=== WORK TO BE COMPLETED ===
Update the data below by changing each "tool box" to "toolbox" and keeping all other text the same. Leave the pictures out of your output.

======== DATASET EXTRACT

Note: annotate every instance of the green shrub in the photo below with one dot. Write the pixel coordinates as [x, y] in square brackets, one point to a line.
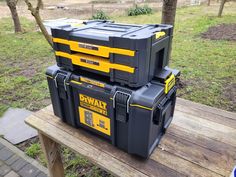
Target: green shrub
[137, 10]
[100, 15]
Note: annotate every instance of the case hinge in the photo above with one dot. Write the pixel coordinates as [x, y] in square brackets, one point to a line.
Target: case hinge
[60, 83]
[121, 105]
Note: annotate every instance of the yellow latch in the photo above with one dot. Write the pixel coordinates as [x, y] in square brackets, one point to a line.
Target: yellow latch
[160, 34]
[169, 83]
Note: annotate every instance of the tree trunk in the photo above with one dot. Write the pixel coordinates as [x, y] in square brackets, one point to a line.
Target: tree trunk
[168, 17]
[222, 4]
[35, 13]
[169, 11]
[12, 6]
[209, 2]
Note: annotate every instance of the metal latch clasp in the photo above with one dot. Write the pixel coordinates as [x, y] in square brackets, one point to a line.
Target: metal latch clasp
[127, 102]
[64, 81]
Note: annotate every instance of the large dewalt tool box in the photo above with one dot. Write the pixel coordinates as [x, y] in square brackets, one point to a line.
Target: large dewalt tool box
[131, 119]
[128, 54]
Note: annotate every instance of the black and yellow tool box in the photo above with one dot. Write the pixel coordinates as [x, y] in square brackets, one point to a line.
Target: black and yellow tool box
[131, 119]
[127, 54]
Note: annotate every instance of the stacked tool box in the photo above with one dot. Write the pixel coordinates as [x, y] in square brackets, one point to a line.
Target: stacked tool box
[112, 79]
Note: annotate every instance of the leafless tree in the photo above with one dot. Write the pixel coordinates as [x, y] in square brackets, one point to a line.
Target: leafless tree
[168, 16]
[222, 4]
[12, 6]
[169, 11]
[35, 12]
[209, 2]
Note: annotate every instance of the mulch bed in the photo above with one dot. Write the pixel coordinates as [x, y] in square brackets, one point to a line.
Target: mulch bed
[221, 32]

================

=== OUTPUT BELOW ===
Note: annotate every instance of the green shrub in the photo below with one dot. Write the pixel coordinates as [x, y] in square brackets, one point to a line.
Target: green shrub
[137, 10]
[100, 15]
Note: annotate every instance of the case hinge in the photo above with one dot. Write the pixel coordinates as [x, y] in square brackets, one point to a line.
Target: case hinge
[60, 83]
[121, 105]
Note: annotate every instance of the yellow latch in the photo above with one dot. Write the pixel coordinates as [x, y] in square brackets, one point to a line.
Target: yellow latch
[160, 34]
[169, 83]
Note: annotate every instance of the tree trunk in the photo above with one dot. Write the pixel coordinates as [x, y] in square brackets, one point to a line.
Target: tree trunk
[168, 17]
[222, 4]
[35, 13]
[169, 11]
[12, 6]
[209, 2]
Note: annotate every instance of the metal latch clasp in the photo above with one dot. Write the pixel coordinates as [x, y] in square brackets, one point to a line.
Target: metal latch clasp
[127, 102]
[64, 81]
Note: annotate every instance of the large dewalt toolbox in the photo above with one dot. Write the pixel coordinates as [x, y] in square brackets, one point to a line.
Target: large dewalt toolbox
[131, 119]
[128, 54]
Note: annotate every instance of the black and yellow toolbox in the photo above with one dot. Write the pixel coordinates as [x, y] in square brackets, one point to a line.
Target: black and yellow toolbox
[131, 119]
[127, 54]
Note: annotate every instance of the stacked toolbox in the photo above with one dot. Write the pixel coordinates as [x, y] in square brackets, one point to a line.
Target: stacked toolbox
[112, 79]
Note: annotate every instance of the leafless tree in the photo above with one dot. Write the pixel coordinates as [x, y] in square brackets, one point to a line.
Target: leafless tree
[168, 16]
[222, 4]
[12, 6]
[169, 11]
[35, 12]
[209, 2]
Note: annotate every instance of the mulch bed in the photo above with one dot. Write the pixel coordinates as [x, y] in square brackets, one point to a line.
Target: mulch bed
[221, 32]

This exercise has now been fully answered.